- Written problem -
Report each line in the entries below that contains the word "hull" by copying the whole line.

- Extracted records -
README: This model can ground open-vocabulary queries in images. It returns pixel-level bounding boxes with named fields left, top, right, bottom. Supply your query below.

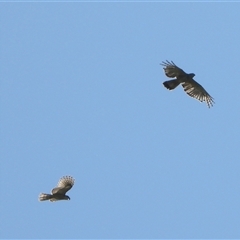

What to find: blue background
left=0, top=2, right=240, bottom=238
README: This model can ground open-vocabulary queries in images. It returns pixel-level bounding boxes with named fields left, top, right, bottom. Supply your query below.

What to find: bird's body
left=161, top=61, right=214, bottom=108
left=38, top=176, right=75, bottom=202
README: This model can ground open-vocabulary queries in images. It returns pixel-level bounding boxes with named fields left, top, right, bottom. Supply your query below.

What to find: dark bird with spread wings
left=160, top=61, right=214, bottom=108
left=38, top=176, right=75, bottom=202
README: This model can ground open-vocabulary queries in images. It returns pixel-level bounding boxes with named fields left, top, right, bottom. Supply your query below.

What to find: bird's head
left=188, top=73, right=195, bottom=78
left=64, top=195, right=70, bottom=200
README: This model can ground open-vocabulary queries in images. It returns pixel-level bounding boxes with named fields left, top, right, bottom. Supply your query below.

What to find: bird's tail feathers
left=38, top=193, right=52, bottom=201
left=163, top=79, right=180, bottom=90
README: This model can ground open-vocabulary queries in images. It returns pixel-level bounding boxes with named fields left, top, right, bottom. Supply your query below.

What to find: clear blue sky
left=0, top=2, right=240, bottom=239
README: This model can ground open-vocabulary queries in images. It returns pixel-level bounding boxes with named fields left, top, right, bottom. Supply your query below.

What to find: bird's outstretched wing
left=52, top=176, right=74, bottom=195
left=160, top=60, right=187, bottom=78
left=182, top=79, right=214, bottom=108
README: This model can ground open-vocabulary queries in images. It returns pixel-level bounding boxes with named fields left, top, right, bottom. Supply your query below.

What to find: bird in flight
left=38, top=176, right=75, bottom=202
left=160, top=61, right=214, bottom=108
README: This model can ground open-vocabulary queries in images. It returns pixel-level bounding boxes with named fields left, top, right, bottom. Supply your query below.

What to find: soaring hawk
left=160, top=61, right=214, bottom=108
left=38, top=176, right=74, bottom=202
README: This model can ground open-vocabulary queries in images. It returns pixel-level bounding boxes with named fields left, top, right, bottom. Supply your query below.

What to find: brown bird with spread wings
left=160, top=61, right=214, bottom=108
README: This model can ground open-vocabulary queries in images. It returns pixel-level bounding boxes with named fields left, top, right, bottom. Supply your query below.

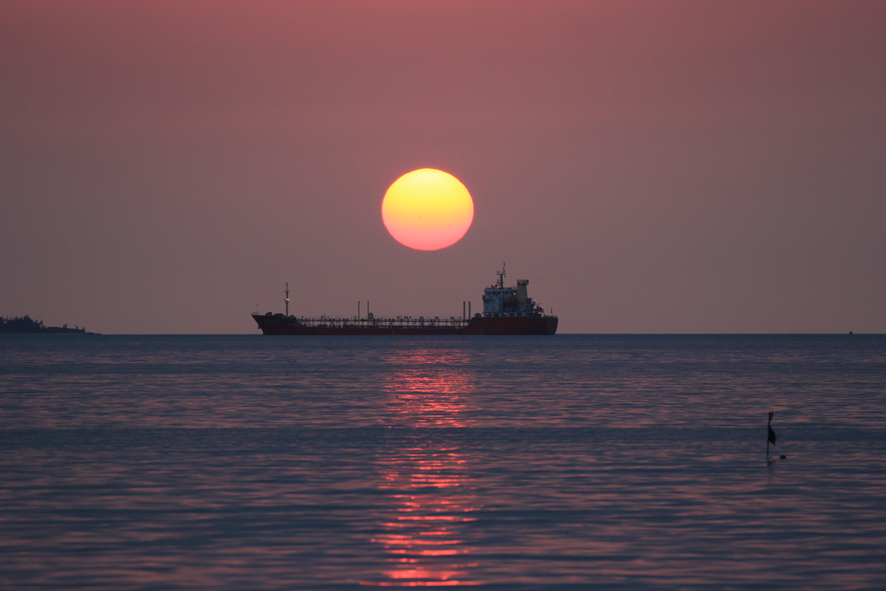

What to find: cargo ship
left=252, top=266, right=558, bottom=335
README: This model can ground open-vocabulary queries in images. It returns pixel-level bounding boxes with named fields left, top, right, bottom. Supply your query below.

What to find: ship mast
left=495, top=263, right=505, bottom=289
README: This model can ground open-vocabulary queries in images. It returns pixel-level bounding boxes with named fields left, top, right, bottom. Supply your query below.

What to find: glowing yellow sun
left=381, top=168, right=474, bottom=250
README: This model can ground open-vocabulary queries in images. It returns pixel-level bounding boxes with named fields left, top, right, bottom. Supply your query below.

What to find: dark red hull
left=253, top=314, right=558, bottom=336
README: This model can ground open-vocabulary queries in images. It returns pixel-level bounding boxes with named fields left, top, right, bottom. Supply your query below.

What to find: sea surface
left=0, top=335, right=886, bottom=590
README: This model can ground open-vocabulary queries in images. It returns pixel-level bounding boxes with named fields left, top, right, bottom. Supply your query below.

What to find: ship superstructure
left=252, top=265, right=558, bottom=335
left=483, top=265, right=545, bottom=318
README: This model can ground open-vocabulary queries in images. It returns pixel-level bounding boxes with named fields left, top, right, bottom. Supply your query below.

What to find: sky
left=0, top=0, right=886, bottom=334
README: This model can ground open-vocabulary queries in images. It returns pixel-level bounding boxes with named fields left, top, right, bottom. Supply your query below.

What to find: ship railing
left=295, top=316, right=470, bottom=330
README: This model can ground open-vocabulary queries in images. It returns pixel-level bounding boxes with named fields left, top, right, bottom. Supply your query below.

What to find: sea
left=0, top=334, right=886, bottom=590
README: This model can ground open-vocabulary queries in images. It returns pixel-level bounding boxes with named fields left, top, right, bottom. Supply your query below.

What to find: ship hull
left=252, top=314, right=558, bottom=336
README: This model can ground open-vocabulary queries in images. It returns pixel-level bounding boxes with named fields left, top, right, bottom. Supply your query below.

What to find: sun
left=381, top=168, right=474, bottom=250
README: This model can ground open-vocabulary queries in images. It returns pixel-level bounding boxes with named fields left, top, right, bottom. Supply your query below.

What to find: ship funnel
left=517, top=279, right=529, bottom=304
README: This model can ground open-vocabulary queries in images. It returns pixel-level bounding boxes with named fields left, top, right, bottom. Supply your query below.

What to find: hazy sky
left=0, top=0, right=886, bottom=333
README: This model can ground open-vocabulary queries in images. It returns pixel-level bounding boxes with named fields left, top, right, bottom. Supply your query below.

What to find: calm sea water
left=0, top=335, right=886, bottom=590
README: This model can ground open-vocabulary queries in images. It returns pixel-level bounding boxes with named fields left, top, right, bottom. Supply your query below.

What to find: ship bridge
left=483, top=265, right=544, bottom=318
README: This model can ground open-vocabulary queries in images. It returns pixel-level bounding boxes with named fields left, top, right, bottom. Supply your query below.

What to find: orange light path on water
left=360, top=351, right=480, bottom=587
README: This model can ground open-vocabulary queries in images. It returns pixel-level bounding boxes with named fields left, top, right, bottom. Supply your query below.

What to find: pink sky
left=0, top=0, right=886, bottom=333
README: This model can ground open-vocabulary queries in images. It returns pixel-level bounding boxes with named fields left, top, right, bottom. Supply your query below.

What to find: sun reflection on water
left=361, top=350, right=480, bottom=587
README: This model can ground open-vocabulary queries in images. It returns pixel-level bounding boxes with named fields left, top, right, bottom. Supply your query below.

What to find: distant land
left=0, top=315, right=95, bottom=334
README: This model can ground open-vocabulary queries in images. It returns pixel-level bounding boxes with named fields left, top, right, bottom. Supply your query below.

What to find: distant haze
left=0, top=0, right=886, bottom=333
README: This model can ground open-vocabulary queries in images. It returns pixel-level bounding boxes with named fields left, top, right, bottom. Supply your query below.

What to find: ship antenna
left=283, top=281, right=289, bottom=318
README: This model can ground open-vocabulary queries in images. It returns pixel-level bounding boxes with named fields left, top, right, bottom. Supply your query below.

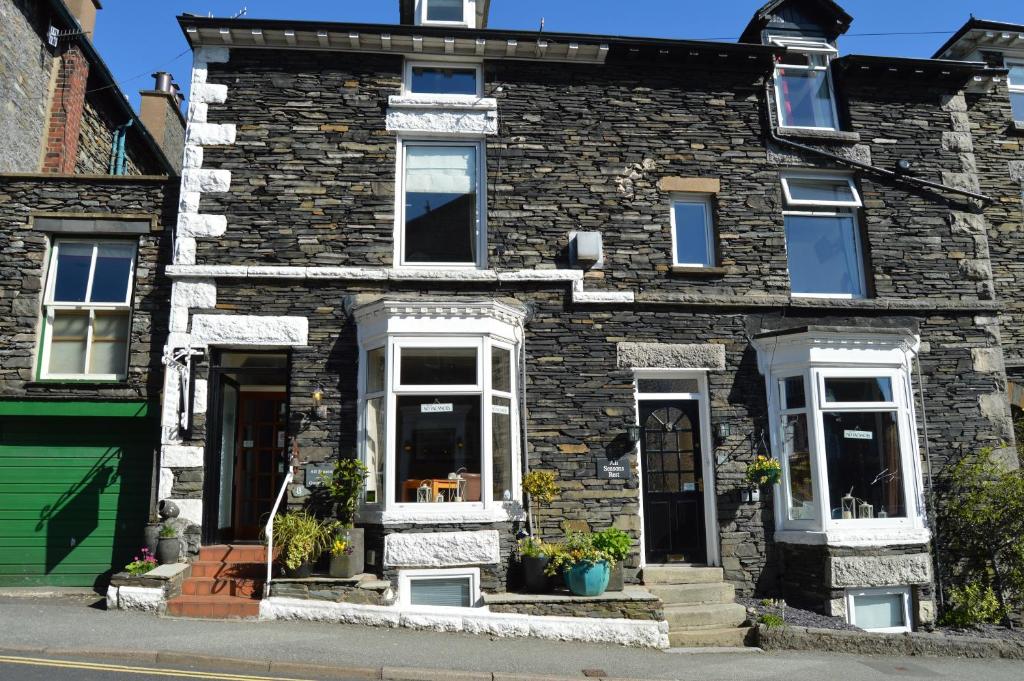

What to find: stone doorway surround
left=617, top=342, right=725, bottom=568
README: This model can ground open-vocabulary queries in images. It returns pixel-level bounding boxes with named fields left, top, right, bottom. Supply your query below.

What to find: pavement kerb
left=0, top=646, right=663, bottom=681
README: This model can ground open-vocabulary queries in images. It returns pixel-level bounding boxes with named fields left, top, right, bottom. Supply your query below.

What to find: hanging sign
left=597, top=456, right=633, bottom=480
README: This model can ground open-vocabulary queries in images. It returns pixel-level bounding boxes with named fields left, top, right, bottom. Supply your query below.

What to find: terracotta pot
left=330, top=527, right=367, bottom=578
left=157, top=537, right=181, bottom=565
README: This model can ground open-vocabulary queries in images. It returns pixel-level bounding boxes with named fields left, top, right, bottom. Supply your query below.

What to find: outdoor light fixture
left=626, top=424, right=640, bottom=442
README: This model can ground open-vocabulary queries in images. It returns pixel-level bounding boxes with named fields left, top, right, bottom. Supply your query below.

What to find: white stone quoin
left=384, top=529, right=501, bottom=567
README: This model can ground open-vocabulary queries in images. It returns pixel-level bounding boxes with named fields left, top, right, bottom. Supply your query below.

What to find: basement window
left=1007, top=59, right=1024, bottom=122
left=846, top=587, right=911, bottom=634
left=773, top=40, right=839, bottom=130
left=40, top=240, right=136, bottom=380
left=398, top=567, right=480, bottom=607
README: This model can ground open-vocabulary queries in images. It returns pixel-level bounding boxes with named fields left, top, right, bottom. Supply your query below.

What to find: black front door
left=640, top=399, right=708, bottom=563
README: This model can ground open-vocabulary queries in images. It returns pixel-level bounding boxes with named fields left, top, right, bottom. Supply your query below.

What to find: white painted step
left=646, top=582, right=736, bottom=605
left=665, top=603, right=746, bottom=632
left=643, top=565, right=725, bottom=585
left=669, top=627, right=754, bottom=648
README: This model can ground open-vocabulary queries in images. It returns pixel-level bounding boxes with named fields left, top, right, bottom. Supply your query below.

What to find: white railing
left=263, top=463, right=295, bottom=598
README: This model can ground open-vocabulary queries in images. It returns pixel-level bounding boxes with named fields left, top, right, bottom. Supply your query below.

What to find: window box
left=39, top=239, right=136, bottom=382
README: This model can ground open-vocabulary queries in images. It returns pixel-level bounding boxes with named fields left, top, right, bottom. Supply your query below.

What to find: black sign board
left=597, top=456, right=633, bottom=480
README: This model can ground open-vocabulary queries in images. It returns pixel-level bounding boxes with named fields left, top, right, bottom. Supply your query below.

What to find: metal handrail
left=263, top=463, right=295, bottom=598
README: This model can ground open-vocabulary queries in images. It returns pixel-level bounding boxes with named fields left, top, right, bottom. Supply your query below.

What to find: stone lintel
left=618, top=343, right=725, bottom=371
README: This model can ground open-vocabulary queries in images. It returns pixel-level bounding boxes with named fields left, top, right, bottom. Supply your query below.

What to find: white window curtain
left=406, top=146, right=476, bottom=194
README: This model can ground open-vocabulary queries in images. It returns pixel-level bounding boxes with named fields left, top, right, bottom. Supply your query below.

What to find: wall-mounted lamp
left=312, top=383, right=327, bottom=421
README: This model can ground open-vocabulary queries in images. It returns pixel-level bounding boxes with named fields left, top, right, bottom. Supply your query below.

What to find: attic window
left=773, top=40, right=839, bottom=130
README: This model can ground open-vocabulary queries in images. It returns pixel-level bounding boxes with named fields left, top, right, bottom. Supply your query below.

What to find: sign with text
left=597, top=456, right=633, bottom=480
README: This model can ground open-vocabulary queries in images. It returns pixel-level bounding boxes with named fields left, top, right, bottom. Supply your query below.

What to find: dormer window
left=773, top=39, right=839, bottom=130
left=417, top=0, right=476, bottom=29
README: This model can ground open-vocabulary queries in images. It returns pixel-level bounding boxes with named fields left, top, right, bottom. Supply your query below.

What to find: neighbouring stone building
left=935, top=16, right=1024, bottom=421
left=144, top=0, right=1021, bottom=630
left=0, top=0, right=184, bottom=587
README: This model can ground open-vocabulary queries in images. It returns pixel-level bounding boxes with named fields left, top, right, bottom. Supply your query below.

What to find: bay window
left=395, top=140, right=485, bottom=267
left=773, top=40, right=839, bottom=130
left=781, top=173, right=865, bottom=298
left=357, top=303, right=521, bottom=517
left=40, top=240, right=136, bottom=380
left=755, top=331, right=924, bottom=534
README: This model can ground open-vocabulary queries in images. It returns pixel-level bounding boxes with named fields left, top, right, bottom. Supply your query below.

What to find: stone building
left=0, top=0, right=184, bottom=586
left=148, top=0, right=1013, bottom=630
left=935, top=16, right=1024, bottom=421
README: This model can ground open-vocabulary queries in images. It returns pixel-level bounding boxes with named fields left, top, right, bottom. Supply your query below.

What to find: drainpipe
left=110, top=119, right=134, bottom=175
left=765, top=80, right=995, bottom=204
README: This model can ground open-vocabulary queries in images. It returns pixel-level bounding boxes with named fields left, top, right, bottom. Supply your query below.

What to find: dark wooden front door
left=232, top=390, right=288, bottom=540
left=640, top=399, right=708, bottom=563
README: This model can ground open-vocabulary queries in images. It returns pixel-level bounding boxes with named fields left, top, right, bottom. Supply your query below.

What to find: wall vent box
left=570, top=231, right=603, bottom=266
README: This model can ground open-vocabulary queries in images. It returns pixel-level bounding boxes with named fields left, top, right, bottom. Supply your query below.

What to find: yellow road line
left=0, top=655, right=311, bottom=681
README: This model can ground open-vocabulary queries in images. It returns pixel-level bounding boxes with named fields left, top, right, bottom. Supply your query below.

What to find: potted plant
left=746, top=454, right=782, bottom=487
left=157, top=524, right=181, bottom=565
left=547, top=533, right=614, bottom=596
left=273, top=511, right=339, bottom=578
left=519, top=470, right=559, bottom=593
left=323, top=459, right=370, bottom=577
left=594, top=527, right=633, bottom=591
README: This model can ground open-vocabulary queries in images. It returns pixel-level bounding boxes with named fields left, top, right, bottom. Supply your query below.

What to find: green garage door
left=0, top=415, right=159, bottom=587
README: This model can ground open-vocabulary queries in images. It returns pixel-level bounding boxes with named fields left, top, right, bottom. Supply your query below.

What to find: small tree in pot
left=323, top=459, right=370, bottom=578
left=519, top=470, right=559, bottom=593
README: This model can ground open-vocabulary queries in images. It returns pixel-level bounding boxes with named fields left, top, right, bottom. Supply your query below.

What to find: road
left=0, top=596, right=1024, bottom=681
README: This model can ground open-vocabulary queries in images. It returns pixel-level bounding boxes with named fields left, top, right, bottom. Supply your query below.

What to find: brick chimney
left=138, top=71, right=185, bottom=173
left=63, top=0, right=103, bottom=40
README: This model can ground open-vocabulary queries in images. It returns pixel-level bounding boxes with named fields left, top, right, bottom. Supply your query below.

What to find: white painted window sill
left=387, top=94, right=498, bottom=111
left=775, top=527, right=932, bottom=547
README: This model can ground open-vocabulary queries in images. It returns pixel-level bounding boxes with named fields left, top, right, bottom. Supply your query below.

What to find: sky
left=93, top=0, right=1024, bottom=110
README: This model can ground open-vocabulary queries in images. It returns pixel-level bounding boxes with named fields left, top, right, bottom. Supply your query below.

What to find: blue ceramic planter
left=563, top=560, right=611, bottom=596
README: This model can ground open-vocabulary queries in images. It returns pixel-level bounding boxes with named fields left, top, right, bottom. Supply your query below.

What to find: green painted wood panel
left=0, top=408, right=159, bottom=587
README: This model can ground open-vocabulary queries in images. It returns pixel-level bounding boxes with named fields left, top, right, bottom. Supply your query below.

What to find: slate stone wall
left=0, top=176, right=177, bottom=400
left=0, top=0, right=53, bottom=172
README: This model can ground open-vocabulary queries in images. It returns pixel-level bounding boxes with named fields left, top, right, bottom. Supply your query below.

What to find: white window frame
left=401, top=59, right=483, bottom=101
left=846, top=587, right=913, bottom=634
left=398, top=567, right=483, bottom=612
left=39, top=239, right=138, bottom=381
left=771, top=38, right=840, bottom=130
left=394, top=136, right=487, bottom=269
left=358, top=325, right=522, bottom=518
left=1004, top=57, right=1024, bottom=120
left=780, top=172, right=867, bottom=300
left=669, top=194, right=717, bottom=267
left=416, top=0, right=476, bottom=29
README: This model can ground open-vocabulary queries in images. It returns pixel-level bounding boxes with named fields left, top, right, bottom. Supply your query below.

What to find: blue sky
left=94, top=0, right=1024, bottom=108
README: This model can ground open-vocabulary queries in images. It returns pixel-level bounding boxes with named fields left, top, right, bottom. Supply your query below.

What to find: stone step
left=167, top=596, right=259, bottom=620
left=191, top=560, right=266, bottom=580
left=199, top=544, right=266, bottom=563
left=643, top=565, right=725, bottom=585
left=665, top=603, right=746, bottom=632
left=181, top=577, right=263, bottom=598
left=669, top=627, right=754, bottom=648
left=647, top=582, right=736, bottom=605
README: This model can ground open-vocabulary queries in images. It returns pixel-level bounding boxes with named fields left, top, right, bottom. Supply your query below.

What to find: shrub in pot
left=594, top=527, right=633, bottom=591
left=157, top=525, right=181, bottom=565
left=273, top=511, right=339, bottom=578
left=547, top=533, right=614, bottom=596
left=323, top=459, right=370, bottom=578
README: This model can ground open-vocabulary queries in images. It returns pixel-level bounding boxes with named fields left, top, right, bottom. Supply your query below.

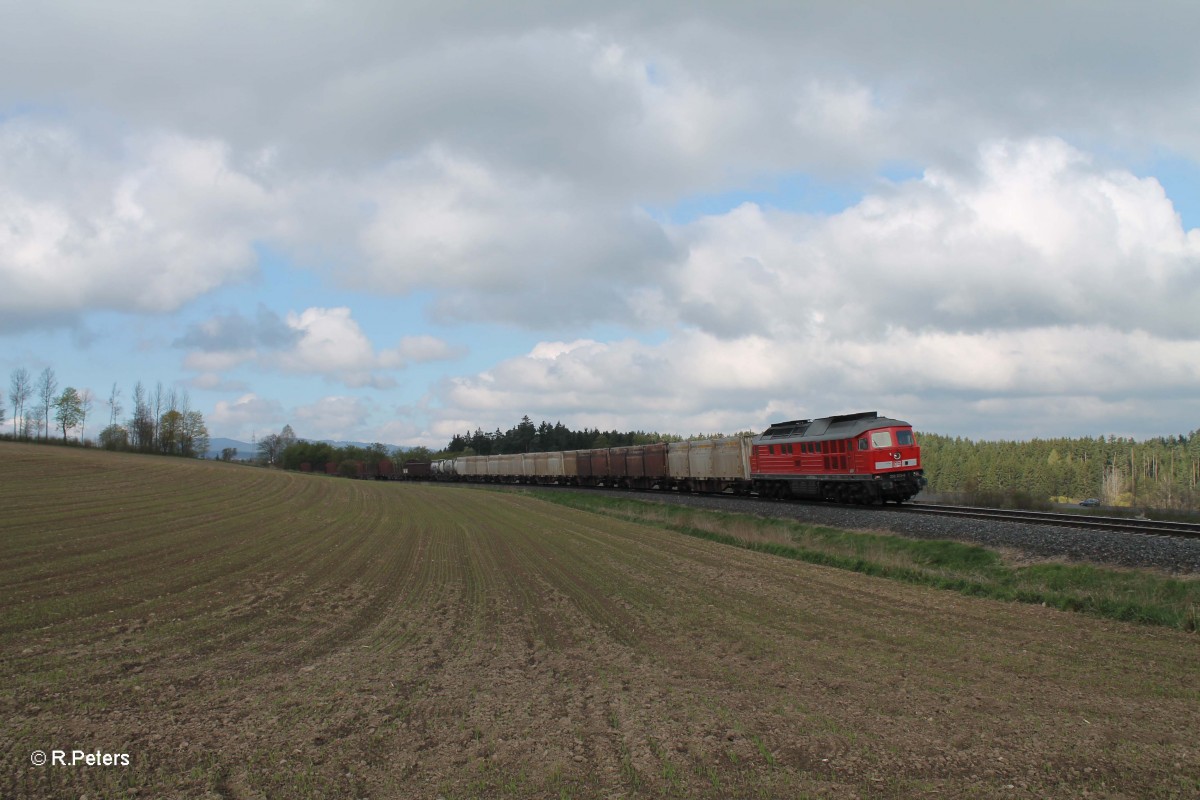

- Correct result -
What to find: dark red hull
What to find: ship hull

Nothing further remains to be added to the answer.